Data listing
════════════════════

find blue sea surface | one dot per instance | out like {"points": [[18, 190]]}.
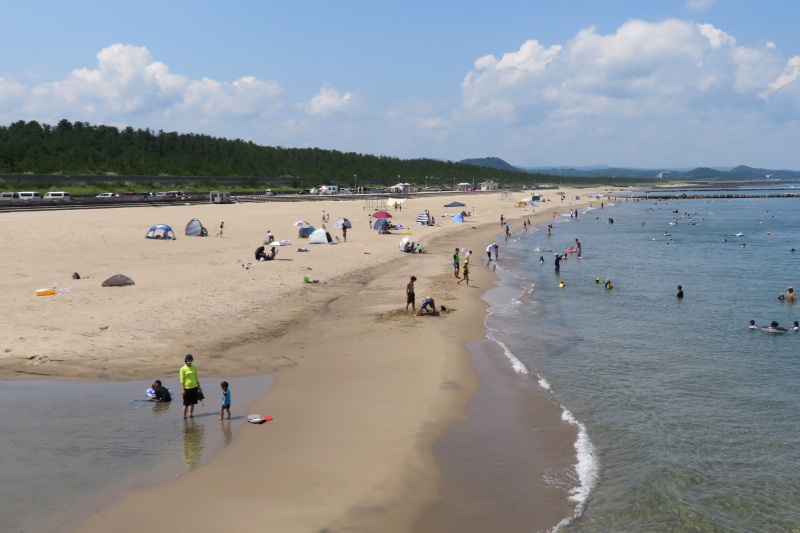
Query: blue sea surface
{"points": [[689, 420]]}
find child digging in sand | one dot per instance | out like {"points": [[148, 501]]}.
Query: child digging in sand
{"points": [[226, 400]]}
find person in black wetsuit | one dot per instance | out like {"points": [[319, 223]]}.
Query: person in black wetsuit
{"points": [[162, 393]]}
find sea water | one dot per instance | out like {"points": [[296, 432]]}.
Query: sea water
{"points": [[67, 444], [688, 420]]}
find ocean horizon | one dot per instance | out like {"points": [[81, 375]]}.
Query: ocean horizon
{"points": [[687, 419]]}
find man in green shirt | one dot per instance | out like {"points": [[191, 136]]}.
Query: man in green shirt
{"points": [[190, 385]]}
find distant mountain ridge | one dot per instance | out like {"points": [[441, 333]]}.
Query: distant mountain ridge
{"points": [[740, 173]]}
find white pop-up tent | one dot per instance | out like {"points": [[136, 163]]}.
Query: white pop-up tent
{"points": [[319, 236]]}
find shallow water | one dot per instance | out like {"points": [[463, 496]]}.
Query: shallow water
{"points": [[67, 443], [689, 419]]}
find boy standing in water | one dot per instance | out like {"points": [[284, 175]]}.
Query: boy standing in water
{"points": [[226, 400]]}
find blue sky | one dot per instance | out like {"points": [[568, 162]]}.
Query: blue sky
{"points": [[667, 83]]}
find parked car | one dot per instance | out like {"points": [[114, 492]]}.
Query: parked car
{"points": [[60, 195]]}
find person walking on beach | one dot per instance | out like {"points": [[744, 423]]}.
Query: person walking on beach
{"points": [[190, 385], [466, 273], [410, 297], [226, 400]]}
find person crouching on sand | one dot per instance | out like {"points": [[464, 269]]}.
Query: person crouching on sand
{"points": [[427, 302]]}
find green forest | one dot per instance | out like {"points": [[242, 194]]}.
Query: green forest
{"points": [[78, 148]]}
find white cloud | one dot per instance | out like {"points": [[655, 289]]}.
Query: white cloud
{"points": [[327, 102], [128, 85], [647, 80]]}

════════════════════

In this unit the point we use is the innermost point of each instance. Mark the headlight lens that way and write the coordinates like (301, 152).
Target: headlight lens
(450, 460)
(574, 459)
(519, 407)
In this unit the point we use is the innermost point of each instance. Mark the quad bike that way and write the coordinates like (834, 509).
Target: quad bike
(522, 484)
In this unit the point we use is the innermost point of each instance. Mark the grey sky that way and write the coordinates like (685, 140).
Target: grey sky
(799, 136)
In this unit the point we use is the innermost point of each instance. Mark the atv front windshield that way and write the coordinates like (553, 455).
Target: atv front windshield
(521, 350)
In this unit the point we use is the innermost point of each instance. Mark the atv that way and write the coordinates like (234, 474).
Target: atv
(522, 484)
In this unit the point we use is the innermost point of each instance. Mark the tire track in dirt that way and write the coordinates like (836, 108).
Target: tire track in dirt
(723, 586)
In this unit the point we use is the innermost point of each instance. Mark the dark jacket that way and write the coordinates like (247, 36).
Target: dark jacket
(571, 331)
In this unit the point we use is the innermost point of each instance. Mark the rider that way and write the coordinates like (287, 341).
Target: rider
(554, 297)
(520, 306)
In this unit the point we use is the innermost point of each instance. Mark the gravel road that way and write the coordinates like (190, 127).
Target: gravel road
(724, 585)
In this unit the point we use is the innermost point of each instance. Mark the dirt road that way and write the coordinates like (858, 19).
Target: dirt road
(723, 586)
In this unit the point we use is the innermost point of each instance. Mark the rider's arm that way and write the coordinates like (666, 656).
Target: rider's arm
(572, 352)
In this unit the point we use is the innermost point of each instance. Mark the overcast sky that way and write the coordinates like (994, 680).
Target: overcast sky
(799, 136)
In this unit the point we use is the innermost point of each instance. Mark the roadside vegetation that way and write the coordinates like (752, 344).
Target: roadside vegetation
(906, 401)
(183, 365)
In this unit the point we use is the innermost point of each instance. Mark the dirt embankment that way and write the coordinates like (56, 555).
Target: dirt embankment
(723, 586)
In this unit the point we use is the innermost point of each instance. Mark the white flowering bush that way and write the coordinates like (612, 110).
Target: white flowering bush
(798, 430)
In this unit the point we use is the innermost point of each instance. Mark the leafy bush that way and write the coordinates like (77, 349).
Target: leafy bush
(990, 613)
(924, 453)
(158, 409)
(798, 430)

════════════════════

What the task requires
Pick out every row above that contains the word "windshield" and copy each of those rows in full. Match the word with its case.

Problem solution
In this unit the point we use is the innermost point of each instance. Mark the atv front windshield that way and write the coordinates like (553, 455).
Target: atv front windshield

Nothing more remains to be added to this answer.